§ **TASK DIRECTIONS**
Lay out every line of the listing below as a JSON list of strings, one string per line, with blank lines left out.

==== PROVIDED RECORDS

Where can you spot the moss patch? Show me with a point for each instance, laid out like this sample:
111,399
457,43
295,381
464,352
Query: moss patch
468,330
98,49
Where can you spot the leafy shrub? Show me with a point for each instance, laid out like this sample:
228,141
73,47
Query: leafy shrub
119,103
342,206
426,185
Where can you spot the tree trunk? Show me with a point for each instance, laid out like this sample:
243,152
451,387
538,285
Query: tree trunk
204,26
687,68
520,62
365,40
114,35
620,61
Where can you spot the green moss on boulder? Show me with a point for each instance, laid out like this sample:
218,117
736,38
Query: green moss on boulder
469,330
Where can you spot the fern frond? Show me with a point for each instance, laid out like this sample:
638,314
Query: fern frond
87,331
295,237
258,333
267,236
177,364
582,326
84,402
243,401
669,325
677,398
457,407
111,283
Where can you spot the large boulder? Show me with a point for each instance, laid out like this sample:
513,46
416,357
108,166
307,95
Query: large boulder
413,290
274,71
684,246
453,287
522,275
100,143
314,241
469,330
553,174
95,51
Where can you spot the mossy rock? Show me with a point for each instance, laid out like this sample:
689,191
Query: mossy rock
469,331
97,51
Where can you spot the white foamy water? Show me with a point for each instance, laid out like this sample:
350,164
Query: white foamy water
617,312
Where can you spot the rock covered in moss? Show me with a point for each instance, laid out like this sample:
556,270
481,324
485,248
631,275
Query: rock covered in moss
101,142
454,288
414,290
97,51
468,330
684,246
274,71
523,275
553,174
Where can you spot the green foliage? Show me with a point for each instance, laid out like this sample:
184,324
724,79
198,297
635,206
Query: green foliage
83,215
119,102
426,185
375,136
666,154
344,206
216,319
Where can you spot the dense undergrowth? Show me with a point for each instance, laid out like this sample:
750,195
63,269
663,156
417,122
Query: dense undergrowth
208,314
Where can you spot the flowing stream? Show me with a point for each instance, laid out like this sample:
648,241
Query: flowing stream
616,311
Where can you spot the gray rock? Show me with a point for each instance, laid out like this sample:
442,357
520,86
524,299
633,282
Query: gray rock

========

§ **EXERCISE SOLUTION**
[
  "Where can you spot the moss patch? Show me with a point for each instance, laid out like this sample:",
  "111,399",
  "457,43",
  "295,381",
  "464,352",
  "Query: moss patch",
  "468,330",
  "98,49",
  "Where can you spot the leafy shrub? Show me with a point for each instance, laid out like this sample:",
  "228,141",
  "73,47",
  "Query: leafy shrub",
  "119,103",
  "342,206",
  "426,185",
  "Where can you spot the tree trunk? Show me with a point for each instance, laid out like this sample:",
  "243,152",
  "451,387",
  "538,285",
  "Query: tree trunk",
  "204,26",
  "687,68",
  "520,62",
  "365,40",
  "114,35",
  "620,61",
  "Where can you spot the green moss on boulder? Show me with a point for each instance, laid out like this sample:",
  "218,117",
  "736,38",
  "Query: green moss on boulder",
  "469,330",
  "Where can you spot the fern frond? Show me with a point for each instance, laid out like this sample:",
  "638,314",
  "Query: fern frond",
  "87,331",
  "295,237",
  "258,333",
  "267,236",
  "177,364",
  "582,326",
  "84,402",
  "243,401",
  "669,325",
  "677,398",
  "457,407",
  "111,283",
  "Where can you spot the large boulder? Show me with a point for each instance, laid out like this sample:",
  "513,46",
  "416,357",
  "108,166",
  "307,95",
  "Query: large boulder",
  "413,290",
  "274,71",
  "684,246",
  "453,287",
  "522,275",
  "100,143",
  "314,241",
  "469,330",
  "553,174",
  "95,51",
  "Where can you spot the mossy rock? Show me with a point for each instance, laid out like this sample:",
  "689,191",
  "Query: mossy rock",
  "469,331",
  "97,51",
  "Where can you spot the white foamy water? Show me with a point for each instance, laid out like this sample:",
  "350,164",
  "Query: white foamy water",
  "617,312",
  "Where can you spot the rock covered in moss? Show me with a point for each instance, laid out like this sample:",
  "556,270",
  "481,324",
  "485,248",
  "631,275",
  "Query: rock covered in moss",
  "101,142",
  "454,288",
  "414,290",
  "97,51",
  "468,330",
  "684,246",
  "274,71",
  "523,275",
  "553,174",
  "Where can you spot the green foliage? Show me with a point for each instance, laid out like this sample:",
  "184,324",
  "724,79",
  "198,297",
  "635,206",
  "Query: green foliage",
  "83,215",
  "119,102",
  "426,185",
  "375,136",
  "666,154",
  "344,206",
  "216,319",
  "Where can you spot the dense undergrowth? Show me with a point for each instance, laid out like this sample:",
  "750,195",
  "63,269",
  "663,156",
  "417,122",
  "Query: dense undergrowth",
  "208,314",
  "Where can you spot the flowing stream? Show me with a point for each instance, laid out like this sample:",
  "648,241",
  "Query: flowing stream",
  "616,311",
  "Where can you spot the gray rock? Show me with a point for each instance, laid out like this sample:",
  "442,357",
  "520,86",
  "524,299",
  "633,282",
  "Query: gray rock"
]